**Material provided**
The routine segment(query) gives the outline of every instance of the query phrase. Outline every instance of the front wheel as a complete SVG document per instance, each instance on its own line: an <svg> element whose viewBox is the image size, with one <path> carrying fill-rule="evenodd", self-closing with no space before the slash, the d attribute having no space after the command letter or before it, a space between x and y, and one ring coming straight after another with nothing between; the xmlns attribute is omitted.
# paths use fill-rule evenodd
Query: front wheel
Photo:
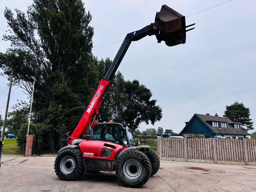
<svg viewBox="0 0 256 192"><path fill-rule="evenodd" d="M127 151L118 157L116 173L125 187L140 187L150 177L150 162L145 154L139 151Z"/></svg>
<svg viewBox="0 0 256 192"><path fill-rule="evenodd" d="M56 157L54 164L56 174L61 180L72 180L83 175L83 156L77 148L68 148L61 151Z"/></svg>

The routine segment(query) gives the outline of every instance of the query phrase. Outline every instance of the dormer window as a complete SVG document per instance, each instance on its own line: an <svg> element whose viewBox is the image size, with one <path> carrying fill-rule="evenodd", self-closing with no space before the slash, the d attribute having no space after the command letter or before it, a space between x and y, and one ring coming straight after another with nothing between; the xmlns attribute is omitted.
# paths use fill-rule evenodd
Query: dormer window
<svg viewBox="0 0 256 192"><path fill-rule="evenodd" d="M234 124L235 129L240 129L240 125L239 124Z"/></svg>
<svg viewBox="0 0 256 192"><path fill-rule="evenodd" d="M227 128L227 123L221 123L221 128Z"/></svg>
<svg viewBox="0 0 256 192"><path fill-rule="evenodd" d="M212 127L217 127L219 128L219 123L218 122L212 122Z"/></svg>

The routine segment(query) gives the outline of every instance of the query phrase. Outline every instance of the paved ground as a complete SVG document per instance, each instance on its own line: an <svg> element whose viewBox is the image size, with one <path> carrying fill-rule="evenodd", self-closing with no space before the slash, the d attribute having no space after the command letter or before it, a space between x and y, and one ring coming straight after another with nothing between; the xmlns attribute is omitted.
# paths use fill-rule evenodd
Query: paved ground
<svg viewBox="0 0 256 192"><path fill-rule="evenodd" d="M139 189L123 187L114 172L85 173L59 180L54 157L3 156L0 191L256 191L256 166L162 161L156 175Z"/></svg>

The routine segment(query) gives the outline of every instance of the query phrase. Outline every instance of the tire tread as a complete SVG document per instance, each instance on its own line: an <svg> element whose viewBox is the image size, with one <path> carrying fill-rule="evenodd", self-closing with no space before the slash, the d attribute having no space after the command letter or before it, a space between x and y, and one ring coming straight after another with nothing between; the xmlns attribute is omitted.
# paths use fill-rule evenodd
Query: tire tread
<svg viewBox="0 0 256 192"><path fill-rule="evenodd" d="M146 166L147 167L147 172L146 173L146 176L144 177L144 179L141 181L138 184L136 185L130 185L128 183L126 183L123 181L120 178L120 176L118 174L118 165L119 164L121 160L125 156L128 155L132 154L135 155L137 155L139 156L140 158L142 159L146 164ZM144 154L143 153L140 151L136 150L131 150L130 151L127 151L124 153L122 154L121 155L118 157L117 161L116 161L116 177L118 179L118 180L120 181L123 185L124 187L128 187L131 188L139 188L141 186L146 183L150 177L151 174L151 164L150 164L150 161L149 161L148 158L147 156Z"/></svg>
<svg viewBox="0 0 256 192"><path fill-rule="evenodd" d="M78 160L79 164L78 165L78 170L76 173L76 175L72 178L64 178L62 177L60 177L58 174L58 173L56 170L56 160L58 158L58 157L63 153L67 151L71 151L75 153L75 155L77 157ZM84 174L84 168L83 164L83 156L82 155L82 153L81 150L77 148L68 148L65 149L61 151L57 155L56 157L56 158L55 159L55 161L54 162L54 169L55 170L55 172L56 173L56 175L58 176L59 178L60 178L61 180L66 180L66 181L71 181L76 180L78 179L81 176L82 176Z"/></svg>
--
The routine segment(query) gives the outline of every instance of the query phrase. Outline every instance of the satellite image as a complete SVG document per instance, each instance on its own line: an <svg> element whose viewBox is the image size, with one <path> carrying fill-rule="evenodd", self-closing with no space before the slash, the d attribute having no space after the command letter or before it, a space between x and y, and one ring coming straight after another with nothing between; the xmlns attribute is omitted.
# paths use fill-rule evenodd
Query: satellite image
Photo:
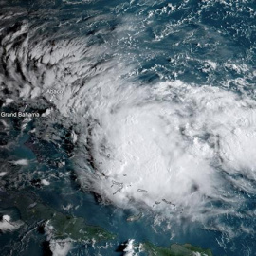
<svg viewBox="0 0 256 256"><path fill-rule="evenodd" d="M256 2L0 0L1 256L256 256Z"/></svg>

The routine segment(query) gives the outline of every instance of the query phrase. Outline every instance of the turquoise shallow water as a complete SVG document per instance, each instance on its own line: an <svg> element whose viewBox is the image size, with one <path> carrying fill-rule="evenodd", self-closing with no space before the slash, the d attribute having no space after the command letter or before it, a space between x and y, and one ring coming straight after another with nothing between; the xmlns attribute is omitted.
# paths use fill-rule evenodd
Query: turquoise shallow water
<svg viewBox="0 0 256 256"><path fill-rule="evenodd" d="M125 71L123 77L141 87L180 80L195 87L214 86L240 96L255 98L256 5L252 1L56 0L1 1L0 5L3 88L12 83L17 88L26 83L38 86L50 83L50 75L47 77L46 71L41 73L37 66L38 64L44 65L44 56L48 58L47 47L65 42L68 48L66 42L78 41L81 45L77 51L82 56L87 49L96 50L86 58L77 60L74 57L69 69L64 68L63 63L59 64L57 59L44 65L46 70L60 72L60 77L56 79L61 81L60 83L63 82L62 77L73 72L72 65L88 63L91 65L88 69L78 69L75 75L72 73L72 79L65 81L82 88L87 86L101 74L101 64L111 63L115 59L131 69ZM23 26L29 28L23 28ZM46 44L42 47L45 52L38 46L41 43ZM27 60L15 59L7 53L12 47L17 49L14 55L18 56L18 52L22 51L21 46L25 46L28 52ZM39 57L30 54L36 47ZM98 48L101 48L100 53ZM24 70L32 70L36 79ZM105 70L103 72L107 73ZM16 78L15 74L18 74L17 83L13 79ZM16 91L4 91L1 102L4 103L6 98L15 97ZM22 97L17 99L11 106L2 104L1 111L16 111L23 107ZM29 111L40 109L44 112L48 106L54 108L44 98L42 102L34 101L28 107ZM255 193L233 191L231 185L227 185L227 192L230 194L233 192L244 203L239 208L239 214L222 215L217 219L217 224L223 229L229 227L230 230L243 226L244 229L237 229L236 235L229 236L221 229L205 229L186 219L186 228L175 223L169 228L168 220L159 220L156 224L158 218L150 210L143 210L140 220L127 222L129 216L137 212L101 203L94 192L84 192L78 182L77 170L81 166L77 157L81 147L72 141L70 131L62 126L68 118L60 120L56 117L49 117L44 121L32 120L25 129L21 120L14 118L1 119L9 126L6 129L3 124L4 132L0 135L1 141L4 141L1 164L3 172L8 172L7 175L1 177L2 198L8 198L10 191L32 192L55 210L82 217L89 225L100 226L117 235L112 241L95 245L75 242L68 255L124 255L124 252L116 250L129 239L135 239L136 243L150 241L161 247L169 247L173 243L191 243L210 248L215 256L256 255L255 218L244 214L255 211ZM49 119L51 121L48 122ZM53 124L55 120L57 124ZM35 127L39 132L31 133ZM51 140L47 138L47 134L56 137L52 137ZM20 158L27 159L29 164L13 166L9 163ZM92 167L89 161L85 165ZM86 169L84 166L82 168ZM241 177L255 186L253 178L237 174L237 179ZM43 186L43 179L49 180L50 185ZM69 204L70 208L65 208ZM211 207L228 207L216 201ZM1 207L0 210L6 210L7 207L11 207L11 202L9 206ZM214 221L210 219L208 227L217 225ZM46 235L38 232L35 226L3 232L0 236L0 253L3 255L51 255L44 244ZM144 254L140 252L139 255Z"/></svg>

**What you have to do**
Rewrite the entries from the line containing "of the turquoise" through the line containing "Query: turquoise shallow water", both included, replacing "shallow" with "clear" and leaving everything else as it is. Give only those lines.

**Written answer**
The routine segment(query) gives the outline of every instance of the query phrase. Outline every instance of the turquoise clear water as a complete SVG document per instance, each instance on its own line: an <svg> element whose viewBox is the image size, with one <path> carrying fill-rule="evenodd", self-closing with no space before the slash, the d attribute having no space after the command letter or before it, a space between x and y, and one ring coming straight after another with nothing between; the xmlns attribute is omitted.
# paths use fill-rule evenodd
Query: turquoise clear water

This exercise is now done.